> [SOURCE EXTRACT]
★ ★ ★ ★ ★
In Stephen Vittoria’s overly reverential documentary Mumia: Long Distance Revolutionary, actors, activists, journalists, writers, and others celebrate the life and career of the former Wesley Cook, who changed his name to Mumia Abu-Jamal and helped found the Philadelphia wing of the Black Panther Party. The two-hour film begins with right-wing media mouths and the owner of Geno’s Steaks decrying the left’s embracing of Abu-Jamal, who was convicted in 1982 of killing Philadelphia police officer Daniel Faulkner. Denied access to Abu-Jamal in prison, Vittoria uses staged re-creations, archival footage, radio interviews, and such actors as Giancarlo Esposito, Ruby Dee, and Peter Coyote reading from his many books in order to portray him as a dedicated and talented journalist who became a feared target of FBI head J. Edgar Hoover and controversial Philly mayor Frank Rizzo, ultimately being set up for a murder he did not commit. Vittoria does not delve into the details of the case, instead exploring the man himself, with stories from Abu-Jamal’s sister Lydia Barashango, comedian and activist Dick Gregory, wrongly incarcerated boxer Rubin “Hurricane” Carter, philosopher Cornel West, Pulitzer Prize-winning writer Alice Walker, fellow investigative journalist Juan Gonzalez, radical activist Angela Davis, and radio host Amy Goodman, who has broadcast numerous phone interviews with Abu-Jamal, whose 1982 death sentence was commuted to life in prison last year. Mumia: Long Distance Revolutionary is completely one-sided, showing anyone against the golden-throated Abu-Jamal to be crazy as the filmmakers glorify its subject. However, it does reveal the City of Brotherly Love to be a frightening hotbed of violence and racism, even if that is not necessarily news. “Philadelphia has a veneer of liberalism and this whole Quaker mystique,” explains Temple associate professor and journalist Linn Washington. “The reality is it has been this ruthlessly racist city — really from its inception.” Mumia: Long Distance Revolutionary works better when it examines the social history of the civil rights movement and the Black Panthers as covered by Abu-Jamal but falters when it treats his writings as if they were Shakespearean soliloquies. Vittoria will be present at Cinema Village to participate in several Q&As opening weekend, following the 6:30 and 9:00 screenings on Friday and 4:00 and 6:30 shows on Saturday and Sunday.
★ ★ ★ ★ ★
> [TASK DESCRIPTION] According to the film review, which Philadelphia police officer was Abu-Jamal convicted of killing? Please answer in a few words. The listing has no connection to the film review.
★ ★ ★ ★ ★
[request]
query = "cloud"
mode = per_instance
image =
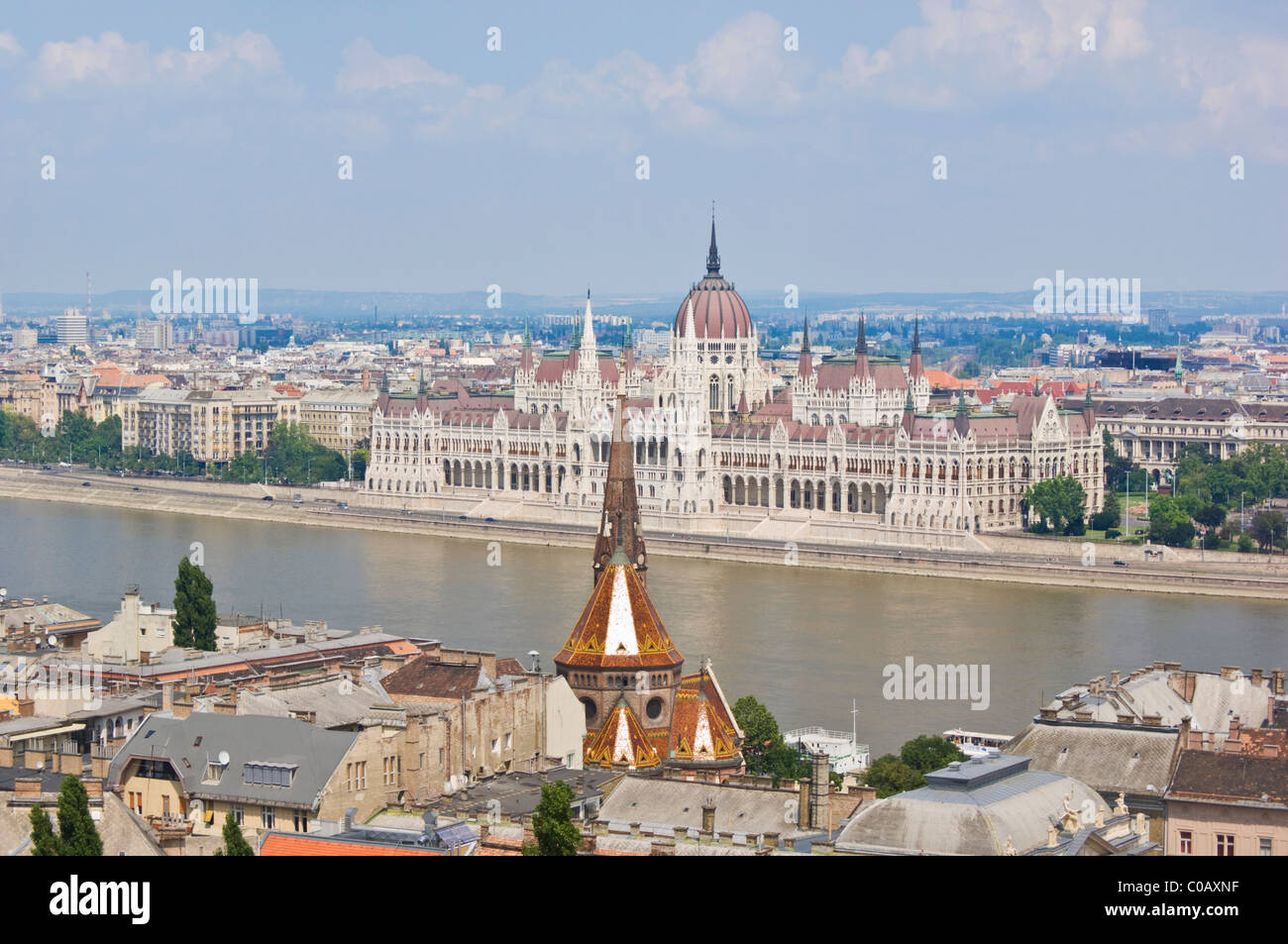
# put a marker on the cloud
(366, 69)
(987, 50)
(746, 65)
(110, 62)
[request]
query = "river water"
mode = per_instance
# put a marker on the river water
(805, 642)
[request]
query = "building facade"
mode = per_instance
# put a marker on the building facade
(850, 442)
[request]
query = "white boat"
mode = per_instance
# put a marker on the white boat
(977, 743)
(845, 755)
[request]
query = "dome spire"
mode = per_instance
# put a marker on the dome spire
(712, 254)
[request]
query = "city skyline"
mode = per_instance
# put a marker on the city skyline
(476, 167)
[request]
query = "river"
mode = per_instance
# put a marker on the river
(805, 642)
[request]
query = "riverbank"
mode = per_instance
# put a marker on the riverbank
(1008, 559)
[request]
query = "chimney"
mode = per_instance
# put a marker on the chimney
(708, 819)
(820, 789)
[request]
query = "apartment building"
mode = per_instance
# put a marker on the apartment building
(213, 425)
(339, 419)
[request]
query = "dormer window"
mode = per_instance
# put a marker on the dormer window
(268, 775)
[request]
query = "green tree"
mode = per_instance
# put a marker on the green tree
(1211, 517)
(44, 841)
(1168, 522)
(1111, 515)
(1059, 501)
(763, 747)
(928, 752)
(245, 467)
(235, 844)
(194, 617)
(557, 833)
(889, 776)
(76, 831)
(1266, 528)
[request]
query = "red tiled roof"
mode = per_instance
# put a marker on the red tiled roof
(321, 845)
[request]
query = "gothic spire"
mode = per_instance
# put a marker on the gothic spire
(712, 254)
(806, 364)
(619, 519)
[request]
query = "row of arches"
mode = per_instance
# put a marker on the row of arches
(804, 493)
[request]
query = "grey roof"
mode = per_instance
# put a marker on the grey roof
(661, 803)
(333, 702)
(969, 815)
(1154, 691)
(313, 752)
(1106, 758)
(516, 793)
(253, 656)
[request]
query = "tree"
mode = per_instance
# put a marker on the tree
(44, 841)
(76, 829)
(1266, 528)
(928, 752)
(1168, 522)
(1059, 501)
(889, 776)
(763, 747)
(557, 833)
(1111, 515)
(1211, 517)
(194, 608)
(235, 844)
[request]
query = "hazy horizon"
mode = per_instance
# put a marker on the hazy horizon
(815, 132)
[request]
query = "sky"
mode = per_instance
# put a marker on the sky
(814, 129)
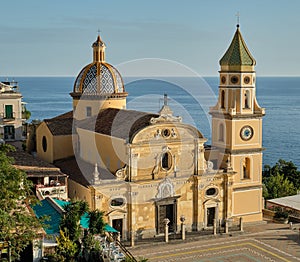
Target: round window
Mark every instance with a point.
(44, 143)
(223, 79)
(166, 132)
(234, 79)
(211, 191)
(117, 202)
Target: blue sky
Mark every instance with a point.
(54, 37)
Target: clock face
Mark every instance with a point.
(246, 132)
(246, 79)
(234, 79)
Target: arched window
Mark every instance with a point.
(44, 143)
(247, 99)
(246, 168)
(166, 161)
(221, 132)
(222, 99)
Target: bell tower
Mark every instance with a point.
(237, 129)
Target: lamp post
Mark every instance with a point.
(166, 222)
(182, 219)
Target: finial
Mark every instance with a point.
(165, 99)
(238, 19)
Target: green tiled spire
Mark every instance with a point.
(237, 55)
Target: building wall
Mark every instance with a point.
(80, 192)
(62, 147)
(43, 133)
(108, 152)
(51, 148)
(13, 99)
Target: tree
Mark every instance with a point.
(18, 227)
(278, 186)
(66, 248)
(70, 223)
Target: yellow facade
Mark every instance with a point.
(148, 167)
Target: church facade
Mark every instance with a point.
(140, 168)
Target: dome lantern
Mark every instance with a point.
(99, 50)
(100, 81)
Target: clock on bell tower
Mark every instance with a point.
(237, 128)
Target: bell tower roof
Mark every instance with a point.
(237, 57)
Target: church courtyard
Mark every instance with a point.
(268, 242)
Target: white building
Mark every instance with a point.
(12, 113)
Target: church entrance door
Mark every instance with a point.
(211, 212)
(166, 211)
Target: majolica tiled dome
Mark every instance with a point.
(99, 77)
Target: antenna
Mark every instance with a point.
(238, 19)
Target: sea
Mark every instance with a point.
(188, 97)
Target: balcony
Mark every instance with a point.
(8, 117)
(58, 191)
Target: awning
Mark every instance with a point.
(108, 228)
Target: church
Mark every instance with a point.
(140, 168)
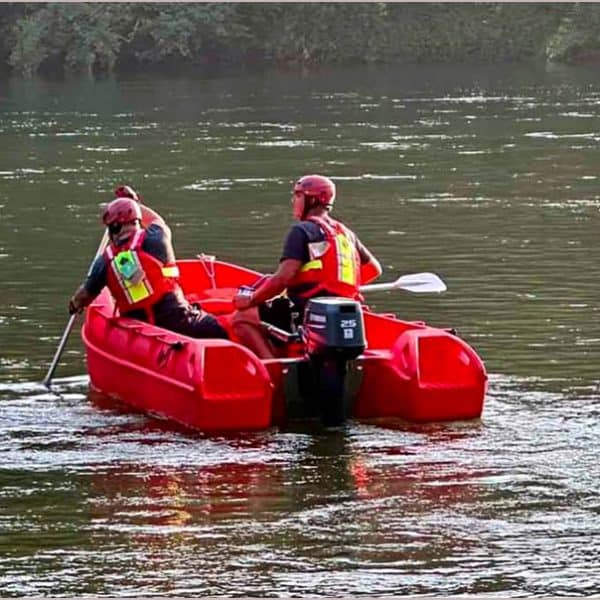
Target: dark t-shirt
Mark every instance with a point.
(296, 245)
(157, 243)
(302, 234)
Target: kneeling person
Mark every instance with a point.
(139, 268)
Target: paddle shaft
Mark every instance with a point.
(71, 322)
(416, 283)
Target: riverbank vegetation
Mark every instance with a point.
(98, 38)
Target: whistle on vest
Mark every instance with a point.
(128, 267)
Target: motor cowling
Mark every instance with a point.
(334, 327)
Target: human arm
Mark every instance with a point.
(92, 286)
(370, 267)
(294, 255)
(274, 285)
(150, 217)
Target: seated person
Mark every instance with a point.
(138, 266)
(321, 257)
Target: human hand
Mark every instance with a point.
(74, 306)
(243, 300)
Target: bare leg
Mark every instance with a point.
(247, 327)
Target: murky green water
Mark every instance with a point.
(487, 176)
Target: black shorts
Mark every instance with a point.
(177, 315)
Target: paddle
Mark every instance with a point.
(65, 336)
(418, 283)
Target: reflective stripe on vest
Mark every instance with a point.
(344, 248)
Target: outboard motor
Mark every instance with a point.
(333, 334)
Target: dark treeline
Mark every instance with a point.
(98, 38)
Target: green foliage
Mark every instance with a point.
(30, 48)
(577, 36)
(94, 38)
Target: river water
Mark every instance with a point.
(486, 176)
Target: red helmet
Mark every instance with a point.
(125, 191)
(122, 210)
(318, 187)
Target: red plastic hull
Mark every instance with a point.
(409, 371)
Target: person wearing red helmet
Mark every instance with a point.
(138, 266)
(321, 257)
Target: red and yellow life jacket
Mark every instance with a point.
(334, 263)
(136, 279)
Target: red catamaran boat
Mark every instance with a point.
(347, 362)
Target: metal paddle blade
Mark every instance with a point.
(417, 283)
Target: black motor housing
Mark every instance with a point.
(334, 327)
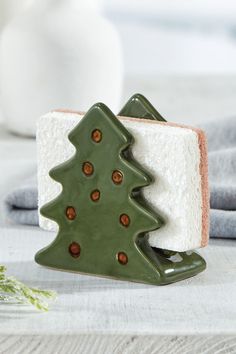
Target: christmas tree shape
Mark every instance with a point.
(103, 219)
(139, 107)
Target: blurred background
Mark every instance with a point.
(181, 54)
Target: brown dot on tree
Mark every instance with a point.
(124, 220)
(70, 213)
(74, 249)
(95, 195)
(88, 168)
(122, 258)
(96, 135)
(117, 177)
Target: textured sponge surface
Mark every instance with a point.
(173, 156)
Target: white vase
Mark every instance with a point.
(58, 54)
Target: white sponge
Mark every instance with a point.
(176, 157)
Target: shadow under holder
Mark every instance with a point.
(192, 263)
(146, 264)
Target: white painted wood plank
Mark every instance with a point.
(203, 305)
(105, 344)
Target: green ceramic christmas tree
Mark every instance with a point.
(103, 219)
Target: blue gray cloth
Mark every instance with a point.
(21, 204)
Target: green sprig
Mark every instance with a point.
(12, 290)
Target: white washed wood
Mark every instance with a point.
(94, 315)
(203, 306)
(117, 344)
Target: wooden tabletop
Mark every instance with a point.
(95, 315)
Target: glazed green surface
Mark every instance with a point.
(96, 227)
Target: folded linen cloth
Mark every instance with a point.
(21, 204)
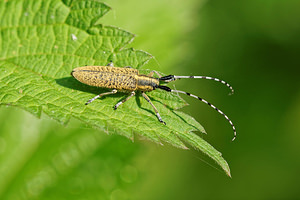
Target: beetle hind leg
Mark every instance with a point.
(155, 109)
(123, 101)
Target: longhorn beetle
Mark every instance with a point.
(129, 80)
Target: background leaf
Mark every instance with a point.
(48, 39)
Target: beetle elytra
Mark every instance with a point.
(128, 80)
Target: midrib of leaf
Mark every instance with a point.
(37, 59)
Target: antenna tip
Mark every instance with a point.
(233, 138)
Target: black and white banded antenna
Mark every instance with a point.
(170, 78)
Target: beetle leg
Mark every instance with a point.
(123, 101)
(114, 91)
(155, 109)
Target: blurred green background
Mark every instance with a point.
(254, 45)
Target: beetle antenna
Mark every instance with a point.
(170, 78)
(204, 101)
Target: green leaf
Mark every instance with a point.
(42, 41)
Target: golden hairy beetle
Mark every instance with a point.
(128, 79)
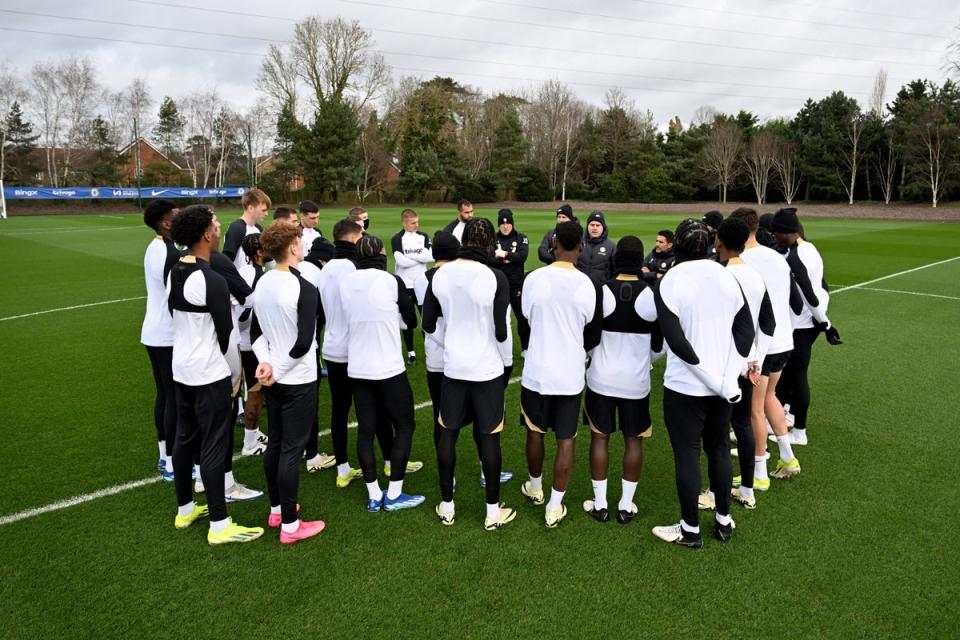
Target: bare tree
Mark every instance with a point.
(720, 154)
(850, 154)
(48, 96)
(787, 167)
(759, 159)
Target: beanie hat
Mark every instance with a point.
(691, 240)
(629, 256)
(445, 246)
(713, 219)
(786, 221)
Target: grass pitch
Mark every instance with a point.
(859, 545)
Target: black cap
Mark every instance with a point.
(445, 246)
(309, 206)
(713, 219)
(786, 221)
(567, 210)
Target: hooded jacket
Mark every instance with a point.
(597, 258)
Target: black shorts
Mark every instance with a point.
(543, 413)
(604, 413)
(774, 363)
(465, 401)
(250, 364)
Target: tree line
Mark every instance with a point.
(330, 123)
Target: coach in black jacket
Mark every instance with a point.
(596, 259)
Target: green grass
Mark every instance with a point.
(860, 545)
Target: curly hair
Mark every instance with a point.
(190, 224)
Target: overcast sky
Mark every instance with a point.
(670, 56)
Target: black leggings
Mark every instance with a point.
(292, 413)
(488, 446)
(204, 420)
(384, 405)
(740, 418)
(794, 387)
(165, 404)
(688, 419)
(523, 327)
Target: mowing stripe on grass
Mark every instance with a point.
(136, 484)
(911, 293)
(76, 306)
(860, 285)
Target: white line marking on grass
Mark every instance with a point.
(120, 488)
(76, 306)
(911, 293)
(893, 275)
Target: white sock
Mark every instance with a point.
(760, 467)
(786, 451)
(688, 528)
(493, 511)
(556, 499)
(219, 525)
(626, 502)
(394, 489)
(600, 494)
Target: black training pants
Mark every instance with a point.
(165, 404)
(204, 419)
(690, 419)
(292, 413)
(382, 403)
(740, 418)
(794, 387)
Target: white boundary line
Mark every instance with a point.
(861, 285)
(76, 306)
(911, 293)
(136, 484)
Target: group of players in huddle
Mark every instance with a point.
(735, 305)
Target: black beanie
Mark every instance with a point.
(691, 240)
(713, 219)
(786, 221)
(629, 256)
(445, 246)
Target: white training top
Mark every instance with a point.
(703, 314)
(814, 306)
(471, 298)
(770, 265)
(754, 292)
(284, 326)
(620, 364)
(334, 346)
(371, 315)
(432, 342)
(411, 254)
(558, 301)
(157, 329)
(202, 323)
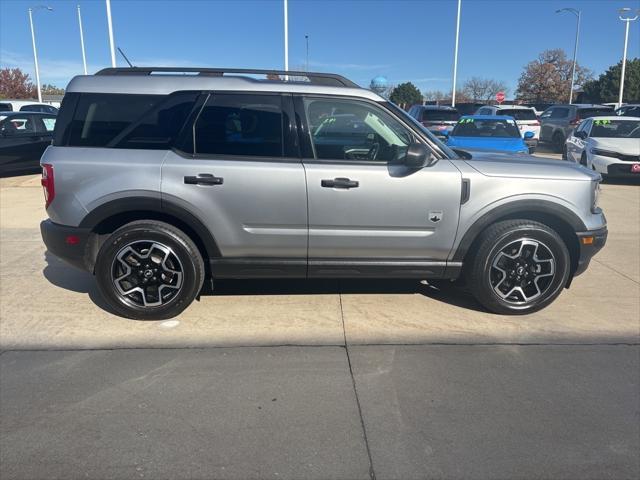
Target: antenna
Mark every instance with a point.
(125, 57)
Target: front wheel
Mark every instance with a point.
(519, 267)
(149, 270)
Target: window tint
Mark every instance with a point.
(49, 123)
(519, 113)
(437, 115)
(594, 112)
(559, 112)
(99, 118)
(159, 128)
(474, 127)
(18, 125)
(350, 130)
(236, 124)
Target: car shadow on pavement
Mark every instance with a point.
(65, 276)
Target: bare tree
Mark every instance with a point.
(548, 78)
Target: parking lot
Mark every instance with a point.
(429, 385)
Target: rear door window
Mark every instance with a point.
(435, 115)
(99, 118)
(240, 124)
(519, 113)
(594, 112)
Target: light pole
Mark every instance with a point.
(84, 57)
(33, 40)
(627, 20)
(578, 14)
(306, 37)
(111, 43)
(286, 36)
(455, 57)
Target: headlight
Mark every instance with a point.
(604, 153)
(595, 194)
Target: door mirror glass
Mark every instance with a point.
(418, 156)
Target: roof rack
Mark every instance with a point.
(326, 79)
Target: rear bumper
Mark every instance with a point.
(70, 244)
(591, 242)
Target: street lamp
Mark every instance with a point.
(84, 57)
(627, 19)
(112, 47)
(577, 13)
(455, 57)
(33, 40)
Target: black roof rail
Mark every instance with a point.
(315, 78)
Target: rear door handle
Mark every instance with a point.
(340, 183)
(203, 179)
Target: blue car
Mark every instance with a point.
(488, 132)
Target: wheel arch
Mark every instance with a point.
(565, 222)
(110, 216)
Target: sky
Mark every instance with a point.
(403, 40)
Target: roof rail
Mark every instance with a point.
(315, 78)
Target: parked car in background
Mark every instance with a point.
(631, 110)
(539, 108)
(609, 145)
(488, 132)
(26, 106)
(525, 117)
(24, 136)
(558, 121)
(437, 119)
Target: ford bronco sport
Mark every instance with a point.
(160, 178)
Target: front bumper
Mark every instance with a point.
(71, 244)
(591, 242)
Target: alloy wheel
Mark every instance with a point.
(147, 273)
(522, 271)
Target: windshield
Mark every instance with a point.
(615, 129)
(429, 115)
(409, 119)
(519, 113)
(486, 128)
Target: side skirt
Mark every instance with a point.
(332, 268)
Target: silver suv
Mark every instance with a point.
(160, 178)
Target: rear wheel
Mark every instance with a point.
(149, 270)
(520, 267)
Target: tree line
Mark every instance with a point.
(547, 79)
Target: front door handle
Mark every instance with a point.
(203, 179)
(340, 183)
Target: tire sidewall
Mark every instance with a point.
(562, 265)
(192, 280)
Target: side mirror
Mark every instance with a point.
(418, 156)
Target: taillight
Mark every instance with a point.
(47, 182)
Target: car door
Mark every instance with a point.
(240, 174)
(19, 142)
(369, 214)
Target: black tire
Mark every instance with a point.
(489, 271)
(558, 142)
(161, 288)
★ ★ ★ ★ ★
> [YOUR RESPONSE] Daniel Faulkner